The exercise = Reproduce every line of the records below verbatim, preserving each character, space, and line break.
◆ ◆ ◆ ◆
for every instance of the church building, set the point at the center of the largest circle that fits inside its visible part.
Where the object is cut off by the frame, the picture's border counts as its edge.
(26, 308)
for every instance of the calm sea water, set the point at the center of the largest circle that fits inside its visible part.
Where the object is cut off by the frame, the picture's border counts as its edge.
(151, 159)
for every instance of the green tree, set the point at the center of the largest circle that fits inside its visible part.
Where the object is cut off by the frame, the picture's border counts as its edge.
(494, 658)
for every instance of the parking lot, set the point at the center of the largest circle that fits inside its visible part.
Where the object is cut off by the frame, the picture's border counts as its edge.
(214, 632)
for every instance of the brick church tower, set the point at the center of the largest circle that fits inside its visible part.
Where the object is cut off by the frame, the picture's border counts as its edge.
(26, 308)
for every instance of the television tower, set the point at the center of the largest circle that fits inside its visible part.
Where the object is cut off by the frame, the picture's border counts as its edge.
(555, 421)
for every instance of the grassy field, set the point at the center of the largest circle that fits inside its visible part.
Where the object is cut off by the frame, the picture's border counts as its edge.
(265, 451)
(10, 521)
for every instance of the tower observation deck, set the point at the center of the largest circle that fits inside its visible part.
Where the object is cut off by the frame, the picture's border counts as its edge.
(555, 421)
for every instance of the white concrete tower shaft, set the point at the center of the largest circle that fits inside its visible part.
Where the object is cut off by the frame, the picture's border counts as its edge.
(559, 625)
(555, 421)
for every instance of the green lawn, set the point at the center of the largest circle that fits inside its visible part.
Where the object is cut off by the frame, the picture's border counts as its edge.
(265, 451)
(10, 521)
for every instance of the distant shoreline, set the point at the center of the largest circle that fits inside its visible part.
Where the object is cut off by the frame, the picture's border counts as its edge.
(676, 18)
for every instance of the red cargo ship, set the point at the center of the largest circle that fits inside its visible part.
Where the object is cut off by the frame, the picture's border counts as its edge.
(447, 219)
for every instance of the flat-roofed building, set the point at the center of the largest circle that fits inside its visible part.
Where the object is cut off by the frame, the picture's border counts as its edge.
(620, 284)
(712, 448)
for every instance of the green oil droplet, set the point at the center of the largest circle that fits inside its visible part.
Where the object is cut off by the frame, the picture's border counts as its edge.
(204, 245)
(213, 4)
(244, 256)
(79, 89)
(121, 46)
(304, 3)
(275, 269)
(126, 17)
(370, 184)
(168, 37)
◆ ◆ ◆ ◆
Right answer =
for every instance of the church building, set the point at the center of the largest circle that fits inside its visible part.
Where the object is cut off by the frame, the picture's border counts as its edge.
(26, 308)
for every instance of the calm sea water, set the point at the center of the largest circle that fits inside its visible part.
Where the object is cut off by the frame, the picture's border counts as its edge.
(151, 159)
for every instance of the green tree, set the point at the center of the largest circle that fits inside its visible part.
Where the object is cut off by the frame, the picture's border counts as its edge.
(494, 658)
for every instance of the parking lot, set the point at the center of the largest circle that fits inside its visible part.
Where the object is cut off by the frame, the picture's border counts as its edge.
(214, 632)
for every instance of the brick church tower, set the point at the center of the largest circle that fits inside its visible part.
Where the object is cut off by the frame, the picture's border counts as its edge.
(26, 308)
for every instance of the television tower, set the point at the center of the largest circle that fits inside its visible part.
Where the object is cut off by the frame, the picture's border counts as its edge.
(555, 421)
for every instance of the grassy field, set the point at the center of the largest circle that fits inside its visible part.
Where the object is cut off by the frame, the picture's border counts as its edge.
(265, 451)
(10, 521)
for every instance of the tower observation deck, set the point at the center of the largest circle that fits inside its visible part.
Where the object is cut off by the frame, the picture's border counts as its edge.
(555, 421)
for every instance of the white concrete tower shaft, set the point at the center of the largest circle that fits inside its visible part.
Where the object is cut off by the frame, the picture's border counts as its edge.
(559, 625)
(555, 421)
for every instance of the green lawn, set the point at the center of the largest circle that fits inside its visible part.
Where the object is cut off by the frame, the picture's border counts as its edge.
(265, 451)
(10, 521)
for every instance of the distant shoreline, set the point at the center of the largest circle that fits inside its visible part.
Where the object is cut off by the frame, the picture's border counts as its edge.
(676, 18)
for every instance of the red cargo ship, set the point at the center of the largest circle that fits inside its visible part.
Where the object is cut off by the frame, the picture's border counts as its edge.
(447, 219)
for every instance of the flat-roofed building, set the point at the center of the largest circle that fits inside its visible part.
Where the object is cut off by the frame, the picture's border counts as its edge.
(620, 284)
(712, 448)
for every instance of the green oil droplet, set the point at the center of the largest circle that fits inside its visible part.
Where the object is cut off by the frame, the picture's border counts as its edge.
(204, 245)
(213, 4)
(244, 256)
(79, 89)
(121, 46)
(304, 3)
(275, 269)
(126, 17)
(370, 184)
(168, 37)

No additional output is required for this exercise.